Which lines of the data below hold "jacket"? Copy each of them.

▶ [Given information]
|---|

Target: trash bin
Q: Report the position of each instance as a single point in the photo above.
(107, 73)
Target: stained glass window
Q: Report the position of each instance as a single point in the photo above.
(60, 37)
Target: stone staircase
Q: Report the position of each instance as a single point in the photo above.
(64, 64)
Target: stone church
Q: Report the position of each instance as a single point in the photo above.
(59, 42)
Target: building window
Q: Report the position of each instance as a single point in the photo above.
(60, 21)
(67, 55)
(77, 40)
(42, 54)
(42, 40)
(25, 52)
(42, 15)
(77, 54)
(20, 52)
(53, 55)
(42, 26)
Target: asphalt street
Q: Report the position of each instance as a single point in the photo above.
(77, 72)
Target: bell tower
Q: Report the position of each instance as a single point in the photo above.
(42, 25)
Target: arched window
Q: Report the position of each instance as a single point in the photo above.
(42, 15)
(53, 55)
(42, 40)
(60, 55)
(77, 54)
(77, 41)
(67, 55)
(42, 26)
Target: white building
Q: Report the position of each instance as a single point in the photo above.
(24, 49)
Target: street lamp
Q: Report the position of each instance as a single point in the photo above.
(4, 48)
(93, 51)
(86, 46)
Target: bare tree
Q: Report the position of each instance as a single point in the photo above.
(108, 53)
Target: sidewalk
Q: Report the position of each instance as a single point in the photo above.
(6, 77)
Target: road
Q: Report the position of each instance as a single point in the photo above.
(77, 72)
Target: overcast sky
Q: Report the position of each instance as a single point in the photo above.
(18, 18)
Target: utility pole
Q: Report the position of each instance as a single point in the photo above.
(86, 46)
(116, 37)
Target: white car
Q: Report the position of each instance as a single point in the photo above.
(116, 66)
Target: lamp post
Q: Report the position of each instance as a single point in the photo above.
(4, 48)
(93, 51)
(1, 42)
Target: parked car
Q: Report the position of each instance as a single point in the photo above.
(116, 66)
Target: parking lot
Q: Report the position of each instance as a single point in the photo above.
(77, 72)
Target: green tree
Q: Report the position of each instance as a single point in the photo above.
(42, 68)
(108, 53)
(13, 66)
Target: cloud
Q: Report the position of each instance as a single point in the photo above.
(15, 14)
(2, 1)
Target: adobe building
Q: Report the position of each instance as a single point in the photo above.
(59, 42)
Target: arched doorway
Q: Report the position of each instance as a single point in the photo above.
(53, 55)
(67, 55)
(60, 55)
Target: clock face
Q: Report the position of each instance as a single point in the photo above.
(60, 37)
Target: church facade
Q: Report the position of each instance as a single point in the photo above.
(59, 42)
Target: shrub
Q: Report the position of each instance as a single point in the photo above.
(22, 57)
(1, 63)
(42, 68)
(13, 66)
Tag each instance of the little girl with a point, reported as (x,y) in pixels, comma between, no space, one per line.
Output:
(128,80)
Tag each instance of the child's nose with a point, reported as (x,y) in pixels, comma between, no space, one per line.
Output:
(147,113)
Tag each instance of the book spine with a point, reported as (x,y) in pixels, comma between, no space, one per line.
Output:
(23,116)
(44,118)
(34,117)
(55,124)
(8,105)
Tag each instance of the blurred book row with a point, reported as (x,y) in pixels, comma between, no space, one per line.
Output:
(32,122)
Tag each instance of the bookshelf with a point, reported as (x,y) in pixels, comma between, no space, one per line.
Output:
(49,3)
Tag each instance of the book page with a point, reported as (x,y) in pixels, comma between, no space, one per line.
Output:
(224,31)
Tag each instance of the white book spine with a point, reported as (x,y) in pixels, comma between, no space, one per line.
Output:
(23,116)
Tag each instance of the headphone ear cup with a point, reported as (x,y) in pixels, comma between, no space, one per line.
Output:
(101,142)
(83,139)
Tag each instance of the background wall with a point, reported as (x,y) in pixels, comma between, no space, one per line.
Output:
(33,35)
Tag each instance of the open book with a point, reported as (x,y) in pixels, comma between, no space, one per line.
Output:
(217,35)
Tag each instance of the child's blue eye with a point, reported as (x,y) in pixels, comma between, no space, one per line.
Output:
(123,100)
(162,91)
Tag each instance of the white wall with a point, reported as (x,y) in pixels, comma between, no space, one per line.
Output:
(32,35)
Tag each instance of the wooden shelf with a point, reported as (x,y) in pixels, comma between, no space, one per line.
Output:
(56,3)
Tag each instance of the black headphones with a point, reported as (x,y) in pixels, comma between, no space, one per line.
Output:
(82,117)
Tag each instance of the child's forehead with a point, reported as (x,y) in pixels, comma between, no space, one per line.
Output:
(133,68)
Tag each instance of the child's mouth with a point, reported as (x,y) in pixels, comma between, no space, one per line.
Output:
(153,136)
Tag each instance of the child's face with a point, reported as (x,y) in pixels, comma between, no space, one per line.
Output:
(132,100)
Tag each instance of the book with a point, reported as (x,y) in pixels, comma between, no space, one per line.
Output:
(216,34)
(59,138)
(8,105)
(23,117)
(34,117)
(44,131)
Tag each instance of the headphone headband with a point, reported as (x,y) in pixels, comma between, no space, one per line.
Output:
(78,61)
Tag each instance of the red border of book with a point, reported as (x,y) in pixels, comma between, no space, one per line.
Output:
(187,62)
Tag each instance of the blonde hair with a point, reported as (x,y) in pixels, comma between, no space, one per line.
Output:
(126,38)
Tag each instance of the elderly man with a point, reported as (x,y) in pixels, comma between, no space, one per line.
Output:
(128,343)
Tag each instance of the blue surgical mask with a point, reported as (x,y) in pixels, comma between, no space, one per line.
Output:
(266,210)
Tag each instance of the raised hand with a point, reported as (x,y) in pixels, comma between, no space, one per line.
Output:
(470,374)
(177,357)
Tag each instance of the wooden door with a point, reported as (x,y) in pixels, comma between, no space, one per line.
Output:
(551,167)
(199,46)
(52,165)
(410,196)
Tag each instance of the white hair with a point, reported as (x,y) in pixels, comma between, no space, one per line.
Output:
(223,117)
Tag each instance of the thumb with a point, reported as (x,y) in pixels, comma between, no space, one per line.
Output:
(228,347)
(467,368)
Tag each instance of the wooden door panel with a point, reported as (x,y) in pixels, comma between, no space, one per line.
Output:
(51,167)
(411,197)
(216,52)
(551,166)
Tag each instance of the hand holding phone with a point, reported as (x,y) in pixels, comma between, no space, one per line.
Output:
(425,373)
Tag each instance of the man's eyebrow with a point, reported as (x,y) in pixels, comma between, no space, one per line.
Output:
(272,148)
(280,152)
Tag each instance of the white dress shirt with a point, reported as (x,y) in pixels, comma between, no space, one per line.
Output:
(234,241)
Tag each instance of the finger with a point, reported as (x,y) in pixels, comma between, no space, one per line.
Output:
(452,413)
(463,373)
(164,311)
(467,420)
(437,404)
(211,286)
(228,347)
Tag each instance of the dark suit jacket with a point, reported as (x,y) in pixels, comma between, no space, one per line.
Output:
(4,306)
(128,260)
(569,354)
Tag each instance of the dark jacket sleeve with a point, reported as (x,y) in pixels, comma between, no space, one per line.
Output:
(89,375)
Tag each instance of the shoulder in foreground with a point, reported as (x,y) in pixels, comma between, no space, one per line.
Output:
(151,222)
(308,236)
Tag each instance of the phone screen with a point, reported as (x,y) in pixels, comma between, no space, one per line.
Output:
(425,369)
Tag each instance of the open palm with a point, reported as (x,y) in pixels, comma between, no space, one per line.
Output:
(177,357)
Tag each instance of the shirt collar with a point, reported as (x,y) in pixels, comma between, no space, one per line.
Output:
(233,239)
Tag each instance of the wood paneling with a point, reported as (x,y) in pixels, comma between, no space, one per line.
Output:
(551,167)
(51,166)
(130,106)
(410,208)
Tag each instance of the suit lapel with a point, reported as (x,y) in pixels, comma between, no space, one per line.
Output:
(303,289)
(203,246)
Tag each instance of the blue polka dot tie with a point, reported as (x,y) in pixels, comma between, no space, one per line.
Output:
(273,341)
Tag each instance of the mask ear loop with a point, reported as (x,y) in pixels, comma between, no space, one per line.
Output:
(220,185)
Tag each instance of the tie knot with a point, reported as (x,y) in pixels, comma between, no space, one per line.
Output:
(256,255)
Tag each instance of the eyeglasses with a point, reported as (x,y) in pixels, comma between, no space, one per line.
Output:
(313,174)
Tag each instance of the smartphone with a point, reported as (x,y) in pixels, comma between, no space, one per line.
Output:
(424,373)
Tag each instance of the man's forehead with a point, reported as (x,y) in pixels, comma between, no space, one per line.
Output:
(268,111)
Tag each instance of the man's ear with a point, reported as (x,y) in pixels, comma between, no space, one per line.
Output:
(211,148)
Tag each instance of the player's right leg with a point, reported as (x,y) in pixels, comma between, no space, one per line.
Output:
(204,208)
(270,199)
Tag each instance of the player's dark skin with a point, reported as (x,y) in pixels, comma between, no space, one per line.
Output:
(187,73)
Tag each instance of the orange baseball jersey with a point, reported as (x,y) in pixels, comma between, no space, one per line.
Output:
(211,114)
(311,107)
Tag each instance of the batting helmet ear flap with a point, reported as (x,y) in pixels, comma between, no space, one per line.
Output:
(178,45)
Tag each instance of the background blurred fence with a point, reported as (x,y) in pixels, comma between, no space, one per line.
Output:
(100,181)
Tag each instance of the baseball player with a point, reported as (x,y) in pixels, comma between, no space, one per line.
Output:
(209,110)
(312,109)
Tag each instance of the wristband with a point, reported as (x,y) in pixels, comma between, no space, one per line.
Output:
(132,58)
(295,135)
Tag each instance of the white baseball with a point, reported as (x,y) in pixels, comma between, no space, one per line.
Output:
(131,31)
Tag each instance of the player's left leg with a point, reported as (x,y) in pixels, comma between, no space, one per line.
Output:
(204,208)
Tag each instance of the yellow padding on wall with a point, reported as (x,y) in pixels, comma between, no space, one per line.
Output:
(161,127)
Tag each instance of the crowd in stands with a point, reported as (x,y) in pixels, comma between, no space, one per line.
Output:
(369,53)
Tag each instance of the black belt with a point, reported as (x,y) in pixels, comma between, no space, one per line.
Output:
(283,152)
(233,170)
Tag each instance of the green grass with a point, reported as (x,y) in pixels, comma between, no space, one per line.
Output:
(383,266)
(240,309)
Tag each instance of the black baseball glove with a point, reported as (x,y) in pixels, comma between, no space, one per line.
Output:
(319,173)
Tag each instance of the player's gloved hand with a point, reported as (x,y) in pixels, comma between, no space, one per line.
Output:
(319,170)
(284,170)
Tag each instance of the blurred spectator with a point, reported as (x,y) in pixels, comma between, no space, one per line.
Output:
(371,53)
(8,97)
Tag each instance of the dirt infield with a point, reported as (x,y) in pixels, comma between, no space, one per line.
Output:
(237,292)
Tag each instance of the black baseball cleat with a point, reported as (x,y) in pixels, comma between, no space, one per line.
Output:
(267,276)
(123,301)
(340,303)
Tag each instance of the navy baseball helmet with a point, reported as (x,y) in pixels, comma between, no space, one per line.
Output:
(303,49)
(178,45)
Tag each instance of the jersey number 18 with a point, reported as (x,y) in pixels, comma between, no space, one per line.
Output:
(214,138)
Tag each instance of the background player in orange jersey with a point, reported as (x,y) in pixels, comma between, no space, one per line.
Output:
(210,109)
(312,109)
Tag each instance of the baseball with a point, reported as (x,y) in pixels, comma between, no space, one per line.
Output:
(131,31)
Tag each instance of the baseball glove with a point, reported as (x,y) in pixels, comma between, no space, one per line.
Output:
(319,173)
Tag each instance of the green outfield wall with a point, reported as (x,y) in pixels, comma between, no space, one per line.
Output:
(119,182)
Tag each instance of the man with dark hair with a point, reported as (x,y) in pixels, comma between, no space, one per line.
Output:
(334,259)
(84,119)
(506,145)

|---|

▶ [Answer to this task]
Tag each instance of the dark suit jacket with a point, reported as (x,y) in pixels, comma between, no space, one per line.
Tag each instance of the dark jacket sleeve with a point, reported as (x,y) in pixels, comma between, no space, one per line.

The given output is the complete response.